— BEGIN WORKING DATA —

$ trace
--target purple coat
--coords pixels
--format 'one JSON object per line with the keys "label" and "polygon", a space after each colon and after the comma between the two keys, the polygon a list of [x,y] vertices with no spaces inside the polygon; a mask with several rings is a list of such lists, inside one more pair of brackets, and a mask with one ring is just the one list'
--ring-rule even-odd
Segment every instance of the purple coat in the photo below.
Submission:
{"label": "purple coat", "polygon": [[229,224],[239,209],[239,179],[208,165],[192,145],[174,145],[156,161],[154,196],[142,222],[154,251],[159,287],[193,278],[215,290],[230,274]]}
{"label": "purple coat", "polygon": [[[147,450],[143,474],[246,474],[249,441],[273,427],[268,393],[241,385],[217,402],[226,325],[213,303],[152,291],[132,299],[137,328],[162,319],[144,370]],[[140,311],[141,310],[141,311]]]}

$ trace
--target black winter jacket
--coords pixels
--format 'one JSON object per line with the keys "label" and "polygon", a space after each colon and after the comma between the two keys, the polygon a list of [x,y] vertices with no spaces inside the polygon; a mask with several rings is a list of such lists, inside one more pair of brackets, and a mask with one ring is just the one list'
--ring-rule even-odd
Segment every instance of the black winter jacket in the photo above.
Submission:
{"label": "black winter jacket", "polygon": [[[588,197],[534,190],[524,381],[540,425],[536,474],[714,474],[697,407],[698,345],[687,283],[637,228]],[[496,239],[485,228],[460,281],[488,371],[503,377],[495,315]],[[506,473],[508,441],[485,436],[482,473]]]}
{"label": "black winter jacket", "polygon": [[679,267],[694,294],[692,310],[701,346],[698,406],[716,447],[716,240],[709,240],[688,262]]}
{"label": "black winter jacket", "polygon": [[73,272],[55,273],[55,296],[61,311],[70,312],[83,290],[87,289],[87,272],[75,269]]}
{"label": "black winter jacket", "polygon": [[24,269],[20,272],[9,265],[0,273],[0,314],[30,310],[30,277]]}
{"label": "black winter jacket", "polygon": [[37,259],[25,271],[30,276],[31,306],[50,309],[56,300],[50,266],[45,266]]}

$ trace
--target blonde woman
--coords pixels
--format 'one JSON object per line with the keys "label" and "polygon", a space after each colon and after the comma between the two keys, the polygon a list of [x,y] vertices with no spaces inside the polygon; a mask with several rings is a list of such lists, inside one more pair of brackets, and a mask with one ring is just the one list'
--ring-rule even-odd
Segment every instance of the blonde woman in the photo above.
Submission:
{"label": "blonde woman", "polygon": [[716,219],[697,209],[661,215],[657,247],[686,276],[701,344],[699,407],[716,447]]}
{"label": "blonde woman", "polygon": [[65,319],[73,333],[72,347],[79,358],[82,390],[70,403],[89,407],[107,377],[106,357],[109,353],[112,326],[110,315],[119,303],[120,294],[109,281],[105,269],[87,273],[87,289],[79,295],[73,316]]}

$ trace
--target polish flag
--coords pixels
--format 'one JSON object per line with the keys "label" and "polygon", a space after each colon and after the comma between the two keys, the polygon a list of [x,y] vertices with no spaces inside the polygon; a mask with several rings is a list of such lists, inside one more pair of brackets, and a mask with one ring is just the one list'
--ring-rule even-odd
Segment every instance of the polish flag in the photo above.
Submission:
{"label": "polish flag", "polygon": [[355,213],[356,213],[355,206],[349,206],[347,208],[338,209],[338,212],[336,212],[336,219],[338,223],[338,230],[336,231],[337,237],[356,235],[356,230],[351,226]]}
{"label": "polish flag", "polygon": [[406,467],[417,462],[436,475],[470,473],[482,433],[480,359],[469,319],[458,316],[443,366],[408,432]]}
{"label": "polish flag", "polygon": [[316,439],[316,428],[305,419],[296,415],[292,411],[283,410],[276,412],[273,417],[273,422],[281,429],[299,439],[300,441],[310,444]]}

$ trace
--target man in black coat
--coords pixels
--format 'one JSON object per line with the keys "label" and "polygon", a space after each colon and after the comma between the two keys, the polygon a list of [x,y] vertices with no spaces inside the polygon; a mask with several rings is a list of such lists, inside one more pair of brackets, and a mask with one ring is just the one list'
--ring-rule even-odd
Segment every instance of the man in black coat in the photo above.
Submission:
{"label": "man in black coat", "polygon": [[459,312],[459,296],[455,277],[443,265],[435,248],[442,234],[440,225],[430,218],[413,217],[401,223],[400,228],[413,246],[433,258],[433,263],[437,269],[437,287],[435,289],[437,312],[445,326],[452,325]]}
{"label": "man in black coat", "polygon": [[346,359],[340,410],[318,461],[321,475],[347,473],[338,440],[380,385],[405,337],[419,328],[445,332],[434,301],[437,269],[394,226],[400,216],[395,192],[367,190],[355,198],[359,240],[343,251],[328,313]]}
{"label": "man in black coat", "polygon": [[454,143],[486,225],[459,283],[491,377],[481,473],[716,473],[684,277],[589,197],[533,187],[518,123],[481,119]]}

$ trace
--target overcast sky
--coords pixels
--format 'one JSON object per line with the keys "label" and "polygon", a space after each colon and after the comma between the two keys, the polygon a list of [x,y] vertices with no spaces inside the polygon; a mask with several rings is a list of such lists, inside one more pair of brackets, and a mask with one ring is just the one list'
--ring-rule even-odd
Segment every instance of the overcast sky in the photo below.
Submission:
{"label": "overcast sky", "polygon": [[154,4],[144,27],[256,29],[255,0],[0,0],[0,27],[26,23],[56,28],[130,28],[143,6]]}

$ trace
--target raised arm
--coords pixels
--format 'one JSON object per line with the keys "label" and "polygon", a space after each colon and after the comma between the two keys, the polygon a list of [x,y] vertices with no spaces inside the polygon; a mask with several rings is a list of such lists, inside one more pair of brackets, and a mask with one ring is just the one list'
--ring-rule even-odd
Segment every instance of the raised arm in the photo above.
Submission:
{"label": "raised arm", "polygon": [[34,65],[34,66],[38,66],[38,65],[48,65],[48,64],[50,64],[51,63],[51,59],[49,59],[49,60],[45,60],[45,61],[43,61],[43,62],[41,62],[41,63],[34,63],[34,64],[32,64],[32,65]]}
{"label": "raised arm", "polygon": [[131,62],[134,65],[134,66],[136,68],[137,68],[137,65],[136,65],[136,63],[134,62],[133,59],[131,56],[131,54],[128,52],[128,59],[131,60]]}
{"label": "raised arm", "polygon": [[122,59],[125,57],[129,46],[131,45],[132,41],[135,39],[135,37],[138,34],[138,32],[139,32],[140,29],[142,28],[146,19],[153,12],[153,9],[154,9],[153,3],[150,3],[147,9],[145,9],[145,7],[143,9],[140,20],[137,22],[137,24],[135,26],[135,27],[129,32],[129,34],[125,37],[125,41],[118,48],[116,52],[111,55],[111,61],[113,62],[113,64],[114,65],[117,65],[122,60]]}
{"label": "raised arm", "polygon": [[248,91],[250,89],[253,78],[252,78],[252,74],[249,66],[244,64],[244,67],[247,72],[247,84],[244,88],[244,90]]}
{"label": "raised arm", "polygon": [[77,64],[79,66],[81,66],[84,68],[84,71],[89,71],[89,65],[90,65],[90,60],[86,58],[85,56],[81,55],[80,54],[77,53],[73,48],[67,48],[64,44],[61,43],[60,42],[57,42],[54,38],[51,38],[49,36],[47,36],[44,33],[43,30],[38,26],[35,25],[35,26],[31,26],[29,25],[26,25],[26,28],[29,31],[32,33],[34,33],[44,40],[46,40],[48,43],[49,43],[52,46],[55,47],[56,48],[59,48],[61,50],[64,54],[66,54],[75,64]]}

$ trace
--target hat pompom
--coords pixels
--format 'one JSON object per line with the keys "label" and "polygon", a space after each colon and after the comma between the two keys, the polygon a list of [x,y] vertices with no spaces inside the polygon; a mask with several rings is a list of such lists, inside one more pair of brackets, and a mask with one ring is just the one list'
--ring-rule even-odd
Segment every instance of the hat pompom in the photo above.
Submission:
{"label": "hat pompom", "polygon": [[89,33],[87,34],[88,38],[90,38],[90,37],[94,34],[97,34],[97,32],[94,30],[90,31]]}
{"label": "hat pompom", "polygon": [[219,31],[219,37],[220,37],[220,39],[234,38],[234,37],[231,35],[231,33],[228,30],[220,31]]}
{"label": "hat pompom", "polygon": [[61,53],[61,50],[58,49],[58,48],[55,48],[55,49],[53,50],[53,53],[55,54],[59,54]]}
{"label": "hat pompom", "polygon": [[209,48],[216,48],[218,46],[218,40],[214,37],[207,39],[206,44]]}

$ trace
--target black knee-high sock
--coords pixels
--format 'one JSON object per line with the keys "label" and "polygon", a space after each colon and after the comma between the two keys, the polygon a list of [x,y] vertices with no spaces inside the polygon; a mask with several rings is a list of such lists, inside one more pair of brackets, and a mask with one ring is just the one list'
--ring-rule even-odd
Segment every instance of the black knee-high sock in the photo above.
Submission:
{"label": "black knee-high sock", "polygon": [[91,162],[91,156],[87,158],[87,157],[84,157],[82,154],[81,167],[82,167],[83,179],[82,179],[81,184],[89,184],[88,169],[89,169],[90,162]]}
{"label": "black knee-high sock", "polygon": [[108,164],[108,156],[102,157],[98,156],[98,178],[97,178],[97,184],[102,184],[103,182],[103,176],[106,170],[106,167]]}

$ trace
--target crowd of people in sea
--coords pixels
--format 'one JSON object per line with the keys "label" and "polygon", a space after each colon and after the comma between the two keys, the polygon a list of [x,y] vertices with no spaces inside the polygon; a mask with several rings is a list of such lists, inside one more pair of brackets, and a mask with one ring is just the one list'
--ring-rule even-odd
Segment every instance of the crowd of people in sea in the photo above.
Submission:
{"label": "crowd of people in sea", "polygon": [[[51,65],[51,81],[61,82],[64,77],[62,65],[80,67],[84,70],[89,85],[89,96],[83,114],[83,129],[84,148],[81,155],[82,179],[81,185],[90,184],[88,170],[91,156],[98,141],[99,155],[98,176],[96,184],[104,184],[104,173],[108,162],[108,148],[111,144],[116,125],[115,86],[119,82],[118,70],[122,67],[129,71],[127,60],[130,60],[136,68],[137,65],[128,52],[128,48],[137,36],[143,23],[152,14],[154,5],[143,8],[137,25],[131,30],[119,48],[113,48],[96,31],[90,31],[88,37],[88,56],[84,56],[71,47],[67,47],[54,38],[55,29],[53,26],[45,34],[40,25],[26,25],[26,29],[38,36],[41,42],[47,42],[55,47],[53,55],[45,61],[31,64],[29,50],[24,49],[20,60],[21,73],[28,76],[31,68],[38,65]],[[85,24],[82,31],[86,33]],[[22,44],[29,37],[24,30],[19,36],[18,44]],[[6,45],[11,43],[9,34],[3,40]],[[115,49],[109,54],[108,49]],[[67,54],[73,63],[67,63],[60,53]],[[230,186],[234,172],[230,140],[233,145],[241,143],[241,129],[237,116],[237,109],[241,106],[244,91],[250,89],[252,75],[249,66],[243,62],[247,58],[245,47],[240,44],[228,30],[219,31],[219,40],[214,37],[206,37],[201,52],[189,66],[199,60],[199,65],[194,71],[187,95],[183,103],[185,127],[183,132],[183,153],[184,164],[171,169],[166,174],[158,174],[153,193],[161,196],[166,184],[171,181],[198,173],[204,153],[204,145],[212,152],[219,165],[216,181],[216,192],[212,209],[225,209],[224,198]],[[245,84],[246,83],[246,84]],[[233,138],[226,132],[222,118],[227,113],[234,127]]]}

— END WORKING DATA —

◆ WHAT IS ASKED ◆
Display each line of the records above in which the string "sock" occurs.

◆ EXERCISE SOLUTION ◆
--target black knee-high sock
Segment every instance of the black knee-high sock in the photo above.
{"label": "black knee-high sock", "polygon": [[91,162],[91,156],[87,158],[87,157],[84,157],[82,154],[81,167],[82,167],[83,179],[82,179],[81,184],[89,184],[88,169],[89,169],[90,162]]}
{"label": "black knee-high sock", "polygon": [[108,164],[108,156],[102,157],[98,156],[98,178],[97,178],[97,184],[102,184],[103,182],[103,176],[106,170],[106,167]]}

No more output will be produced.